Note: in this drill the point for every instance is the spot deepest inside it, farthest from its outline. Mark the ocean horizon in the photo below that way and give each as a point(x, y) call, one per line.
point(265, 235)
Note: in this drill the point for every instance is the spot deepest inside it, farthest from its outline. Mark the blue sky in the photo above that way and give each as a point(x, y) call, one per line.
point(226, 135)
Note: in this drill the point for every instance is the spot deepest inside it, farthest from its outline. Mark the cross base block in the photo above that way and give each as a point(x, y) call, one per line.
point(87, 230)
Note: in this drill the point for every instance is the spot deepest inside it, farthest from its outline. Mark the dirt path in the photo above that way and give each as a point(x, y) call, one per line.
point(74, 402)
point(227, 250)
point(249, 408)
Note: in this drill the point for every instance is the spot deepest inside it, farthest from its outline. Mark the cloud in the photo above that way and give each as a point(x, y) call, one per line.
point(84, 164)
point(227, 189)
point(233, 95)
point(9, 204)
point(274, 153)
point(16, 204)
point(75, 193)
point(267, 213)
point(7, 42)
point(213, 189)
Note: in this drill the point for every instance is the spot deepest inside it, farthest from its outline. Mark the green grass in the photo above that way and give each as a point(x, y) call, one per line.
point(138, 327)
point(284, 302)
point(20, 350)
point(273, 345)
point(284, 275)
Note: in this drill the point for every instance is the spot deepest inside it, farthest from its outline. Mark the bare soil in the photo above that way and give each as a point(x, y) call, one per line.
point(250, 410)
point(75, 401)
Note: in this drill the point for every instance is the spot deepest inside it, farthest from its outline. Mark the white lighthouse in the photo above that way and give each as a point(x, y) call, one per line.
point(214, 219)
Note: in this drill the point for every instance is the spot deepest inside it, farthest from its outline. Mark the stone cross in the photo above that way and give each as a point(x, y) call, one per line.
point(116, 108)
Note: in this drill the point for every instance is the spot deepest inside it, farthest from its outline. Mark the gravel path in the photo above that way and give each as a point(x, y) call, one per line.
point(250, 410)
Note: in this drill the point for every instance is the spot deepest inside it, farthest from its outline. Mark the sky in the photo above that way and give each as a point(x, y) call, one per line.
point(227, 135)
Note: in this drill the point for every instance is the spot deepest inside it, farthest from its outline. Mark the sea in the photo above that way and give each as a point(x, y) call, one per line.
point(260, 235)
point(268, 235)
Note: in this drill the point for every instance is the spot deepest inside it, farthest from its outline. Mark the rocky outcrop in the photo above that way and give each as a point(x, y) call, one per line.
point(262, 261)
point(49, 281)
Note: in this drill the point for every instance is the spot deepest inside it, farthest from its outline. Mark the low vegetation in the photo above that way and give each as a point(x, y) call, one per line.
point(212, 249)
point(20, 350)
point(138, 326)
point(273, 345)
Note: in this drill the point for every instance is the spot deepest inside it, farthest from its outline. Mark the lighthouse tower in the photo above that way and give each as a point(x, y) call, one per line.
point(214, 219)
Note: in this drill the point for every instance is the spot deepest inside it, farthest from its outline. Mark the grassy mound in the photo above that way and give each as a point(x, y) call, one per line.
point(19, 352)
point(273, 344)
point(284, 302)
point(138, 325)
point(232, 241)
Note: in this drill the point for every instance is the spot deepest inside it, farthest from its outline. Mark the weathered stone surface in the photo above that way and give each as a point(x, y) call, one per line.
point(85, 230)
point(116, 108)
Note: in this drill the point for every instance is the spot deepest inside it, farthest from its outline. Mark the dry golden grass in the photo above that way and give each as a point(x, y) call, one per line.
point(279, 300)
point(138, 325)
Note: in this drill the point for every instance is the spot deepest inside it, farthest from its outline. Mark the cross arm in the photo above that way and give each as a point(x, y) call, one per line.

—————

Task
Could you reproduce every row above word for word, without changing anything?

The result
Note: in this drill the point for every instance is the spot deepest inside it, farthest from its outline. Mark the ocean horizon in the photo below that way and give each as a point(x, y) call, one per line.
point(265, 235)
Note: in this drill the point for every instance is the spot deepest inside it, farthest from its outline. Mark the blue sky in the photo above that way and give each as a point(x, y) call, one per line.
point(226, 135)
Note: in this drill the point for every instance is the spot deepest inside it, farthest from its outline. Mark the cross base block in the photo above that way and give each as a point(x, y) call, one per line.
point(87, 230)
Note: in this drill the point for every instance is the spot deepest inside it, farthest from its outline. Mark the dirt path in the photo above that way and give each as a point(x, y) call, one per line.
point(74, 402)
point(227, 250)
point(249, 408)
Note: in this drill the point for every instance is the spot deepest inside it, farthest from its outline. Mark the cloud in the photo above that way and give each as a point(x, y) call, one per line.
point(84, 164)
point(227, 189)
point(233, 95)
point(9, 204)
point(274, 153)
point(16, 204)
point(75, 193)
point(267, 213)
point(7, 42)
point(213, 189)
Note: in this drill the point for every instance is the spot deepest inside it, farthest from its outline. Mark the green grass in the photo above that way and give each as a point(x, y) call, one per line.
point(138, 327)
point(284, 302)
point(20, 350)
point(273, 345)
point(284, 275)
Note: in this drill the point for every instance is the spot deepest inside it, farthest from its outline. Mark the bare soil in the photo above that way and give each as a point(x, y) call, one per line.
point(250, 410)
point(75, 401)
Note: in this drill the point for every instance is the spot deepest inside it, farthest from its outline. Mark the white lighthouse in the photo above that way and give each as a point(x, y) call, one per line.
point(214, 219)
Note: in this drill the point for every instance is the spot deepest inside it, farthest from its outline. Mark the stone cross in the photo above that way and give each as a point(x, y) call, one per line.
point(116, 108)
Note: in this drill the point for every instance is the spot deepest inside it, farthest from its outline. Mark the gravel path in the photo above that way and give each as a point(x, y) call, one per line.
point(250, 410)
Note: in this drill the point for every instance is the spot deepest inside it, farthest from its outline. Mark the sky in the photo above that way and give each as a point(x, y) call, one per line.
point(227, 135)
Note: in this drill the point for every instance is the spot deepest inside it, farthest from its outline. Mark the sea in the photo above that way and give each as a point(x, y) call, one per line.
point(260, 235)
point(268, 235)
Note: in this drill the point for every instance is the spot deepest inside it, farthest from its outline. Mark the rocky outcrop in the photo above that way and give each as a point(x, y) call, one per line.
point(262, 261)
point(49, 281)
Note: in this drill the point for every instance is the spot deepest inside it, farthest from its outline. Mark the low vegetation in the photo above that way and give each as a point(x, y) call, one per line.
point(212, 249)
point(20, 350)
point(138, 326)
point(273, 345)
Note: in this drill the point for every instance is the spot deepest inside it, farthest from its outline. Mark the lighthouse tower in the photo above that way and give each as a point(x, y) call, one per line.
point(214, 219)
Note: in this drill the point for every instance is the spot deepest inside it, farthest from its outline. Mark the grassy mound in the photo above that way and give each as a point(x, y) call, one per line.
point(19, 352)
point(273, 344)
point(284, 302)
point(138, 325)
point(232, 241)
Note: in this drill the point for every instance is the spot deepest inside it, farthest from its outline. Mark the weathered stone surface in the photo above that way and give each as a point(x, y) call, one per line.
point(85, 230)
point(116, 108)
Note: in this drill the point for every instance is the spot deepest inside it, farthest from its outline. Mark the dry golden grass in the photo above that way and give each as a point(x, y) call, one per line.
point(279, 300)
point(138, 325)
Note: in this drill the point for every instance is the spot deepest inside it, farthest from its outline. Mark the cross arm in the photo above that way and give each as a point(x, y) call, one per line.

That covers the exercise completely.